═══ DATA PROVIDED ═══

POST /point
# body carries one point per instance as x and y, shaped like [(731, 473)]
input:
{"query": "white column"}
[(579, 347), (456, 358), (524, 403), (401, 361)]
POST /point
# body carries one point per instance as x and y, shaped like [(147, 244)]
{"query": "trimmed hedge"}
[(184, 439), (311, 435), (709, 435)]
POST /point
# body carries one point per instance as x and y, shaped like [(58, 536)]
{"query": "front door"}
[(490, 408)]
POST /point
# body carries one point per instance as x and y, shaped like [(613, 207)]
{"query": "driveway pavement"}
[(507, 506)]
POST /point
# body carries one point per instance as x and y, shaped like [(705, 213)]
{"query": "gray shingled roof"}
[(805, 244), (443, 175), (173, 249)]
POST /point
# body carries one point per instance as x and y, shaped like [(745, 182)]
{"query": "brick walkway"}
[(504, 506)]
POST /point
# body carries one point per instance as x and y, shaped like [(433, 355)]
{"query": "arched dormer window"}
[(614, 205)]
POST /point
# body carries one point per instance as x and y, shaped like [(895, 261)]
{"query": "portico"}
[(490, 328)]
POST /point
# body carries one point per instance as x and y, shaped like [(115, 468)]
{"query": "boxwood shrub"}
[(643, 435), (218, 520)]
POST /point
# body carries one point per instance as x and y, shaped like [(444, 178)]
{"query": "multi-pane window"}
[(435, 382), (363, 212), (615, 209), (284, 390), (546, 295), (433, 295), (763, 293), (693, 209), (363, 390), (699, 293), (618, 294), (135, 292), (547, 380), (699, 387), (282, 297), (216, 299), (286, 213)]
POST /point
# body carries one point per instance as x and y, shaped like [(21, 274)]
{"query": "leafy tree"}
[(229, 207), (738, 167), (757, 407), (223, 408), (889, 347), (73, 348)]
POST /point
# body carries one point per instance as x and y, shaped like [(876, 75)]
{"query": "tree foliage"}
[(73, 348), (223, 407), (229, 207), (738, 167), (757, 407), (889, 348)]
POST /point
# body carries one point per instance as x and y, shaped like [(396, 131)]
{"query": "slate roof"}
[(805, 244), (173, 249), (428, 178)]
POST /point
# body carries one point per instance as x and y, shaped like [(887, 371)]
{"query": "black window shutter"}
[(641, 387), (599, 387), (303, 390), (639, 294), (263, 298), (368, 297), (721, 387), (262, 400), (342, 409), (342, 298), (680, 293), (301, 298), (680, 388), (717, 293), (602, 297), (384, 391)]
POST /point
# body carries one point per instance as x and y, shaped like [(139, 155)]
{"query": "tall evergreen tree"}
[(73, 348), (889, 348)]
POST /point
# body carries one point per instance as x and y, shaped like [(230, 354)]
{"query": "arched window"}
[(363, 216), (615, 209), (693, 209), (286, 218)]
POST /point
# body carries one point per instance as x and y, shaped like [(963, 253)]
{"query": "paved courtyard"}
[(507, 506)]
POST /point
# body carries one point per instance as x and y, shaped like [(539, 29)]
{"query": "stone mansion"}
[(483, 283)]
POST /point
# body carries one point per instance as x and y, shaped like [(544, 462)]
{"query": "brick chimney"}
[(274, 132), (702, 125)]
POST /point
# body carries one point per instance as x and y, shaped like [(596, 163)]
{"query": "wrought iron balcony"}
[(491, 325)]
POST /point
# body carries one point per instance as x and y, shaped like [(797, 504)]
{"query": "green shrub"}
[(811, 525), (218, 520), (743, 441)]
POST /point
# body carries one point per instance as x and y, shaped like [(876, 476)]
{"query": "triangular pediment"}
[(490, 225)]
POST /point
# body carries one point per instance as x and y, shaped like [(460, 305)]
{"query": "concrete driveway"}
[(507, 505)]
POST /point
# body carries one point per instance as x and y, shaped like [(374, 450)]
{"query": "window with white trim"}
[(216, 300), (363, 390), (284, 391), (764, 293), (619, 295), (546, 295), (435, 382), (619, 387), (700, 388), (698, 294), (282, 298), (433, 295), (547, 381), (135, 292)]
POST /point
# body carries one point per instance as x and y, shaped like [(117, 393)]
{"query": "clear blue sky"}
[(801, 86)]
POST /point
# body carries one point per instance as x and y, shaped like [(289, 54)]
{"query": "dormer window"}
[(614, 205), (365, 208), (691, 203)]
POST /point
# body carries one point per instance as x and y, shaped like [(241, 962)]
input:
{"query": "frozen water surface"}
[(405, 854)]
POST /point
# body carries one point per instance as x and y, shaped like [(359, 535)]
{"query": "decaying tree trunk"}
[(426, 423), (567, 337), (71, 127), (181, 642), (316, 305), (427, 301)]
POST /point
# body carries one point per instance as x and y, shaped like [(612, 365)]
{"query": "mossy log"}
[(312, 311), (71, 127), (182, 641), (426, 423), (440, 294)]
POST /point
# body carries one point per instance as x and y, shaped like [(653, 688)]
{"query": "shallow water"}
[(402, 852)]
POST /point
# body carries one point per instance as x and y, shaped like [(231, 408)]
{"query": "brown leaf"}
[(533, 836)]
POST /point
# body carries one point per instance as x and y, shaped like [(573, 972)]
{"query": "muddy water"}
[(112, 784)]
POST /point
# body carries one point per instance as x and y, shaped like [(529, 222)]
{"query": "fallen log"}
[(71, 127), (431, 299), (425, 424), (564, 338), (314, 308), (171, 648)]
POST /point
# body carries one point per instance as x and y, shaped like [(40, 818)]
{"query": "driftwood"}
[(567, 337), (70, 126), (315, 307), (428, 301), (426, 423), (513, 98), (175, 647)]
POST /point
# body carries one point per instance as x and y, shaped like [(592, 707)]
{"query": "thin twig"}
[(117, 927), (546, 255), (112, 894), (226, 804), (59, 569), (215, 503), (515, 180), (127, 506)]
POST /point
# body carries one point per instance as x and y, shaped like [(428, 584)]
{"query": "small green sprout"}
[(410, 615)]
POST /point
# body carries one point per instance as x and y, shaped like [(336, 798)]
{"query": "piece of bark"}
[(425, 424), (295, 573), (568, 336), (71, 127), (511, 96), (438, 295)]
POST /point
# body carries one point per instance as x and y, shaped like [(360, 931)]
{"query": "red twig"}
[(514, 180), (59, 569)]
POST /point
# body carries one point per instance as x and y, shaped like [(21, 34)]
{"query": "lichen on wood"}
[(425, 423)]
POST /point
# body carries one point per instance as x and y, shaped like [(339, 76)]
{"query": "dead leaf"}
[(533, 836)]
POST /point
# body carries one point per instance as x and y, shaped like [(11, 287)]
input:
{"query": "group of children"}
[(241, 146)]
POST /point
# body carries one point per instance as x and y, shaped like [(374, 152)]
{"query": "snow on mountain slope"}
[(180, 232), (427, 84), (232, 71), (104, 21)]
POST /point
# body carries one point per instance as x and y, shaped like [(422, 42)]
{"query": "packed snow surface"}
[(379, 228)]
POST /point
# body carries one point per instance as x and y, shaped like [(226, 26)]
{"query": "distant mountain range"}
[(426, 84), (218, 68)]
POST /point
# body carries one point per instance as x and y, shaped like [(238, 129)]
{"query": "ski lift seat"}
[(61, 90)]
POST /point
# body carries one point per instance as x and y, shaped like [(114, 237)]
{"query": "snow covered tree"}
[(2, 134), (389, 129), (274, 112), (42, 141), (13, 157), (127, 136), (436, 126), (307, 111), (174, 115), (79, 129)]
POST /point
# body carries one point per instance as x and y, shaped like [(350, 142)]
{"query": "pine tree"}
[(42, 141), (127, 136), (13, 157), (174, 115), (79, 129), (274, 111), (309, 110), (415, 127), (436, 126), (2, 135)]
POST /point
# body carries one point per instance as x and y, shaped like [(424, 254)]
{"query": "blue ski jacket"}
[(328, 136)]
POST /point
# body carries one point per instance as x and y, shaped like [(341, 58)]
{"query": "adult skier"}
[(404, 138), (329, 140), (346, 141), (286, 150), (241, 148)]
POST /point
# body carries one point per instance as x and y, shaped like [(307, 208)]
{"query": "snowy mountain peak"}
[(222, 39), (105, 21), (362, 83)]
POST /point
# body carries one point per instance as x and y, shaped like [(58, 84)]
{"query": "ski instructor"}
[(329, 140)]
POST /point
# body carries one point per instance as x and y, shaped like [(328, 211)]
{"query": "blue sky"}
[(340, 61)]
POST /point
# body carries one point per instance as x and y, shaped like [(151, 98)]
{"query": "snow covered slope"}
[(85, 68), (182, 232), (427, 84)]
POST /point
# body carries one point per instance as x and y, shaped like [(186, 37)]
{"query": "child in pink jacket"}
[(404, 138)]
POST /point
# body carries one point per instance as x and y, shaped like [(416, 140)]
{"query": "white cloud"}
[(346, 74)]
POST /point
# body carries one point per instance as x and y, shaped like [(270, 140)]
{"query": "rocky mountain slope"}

═══

- [TASK REQUIREMENTS]
Tally the rows above that contain the string "slope", treating uppercase and lowercase as different, and reply with that number alone.

- [FINAL RESULT]
3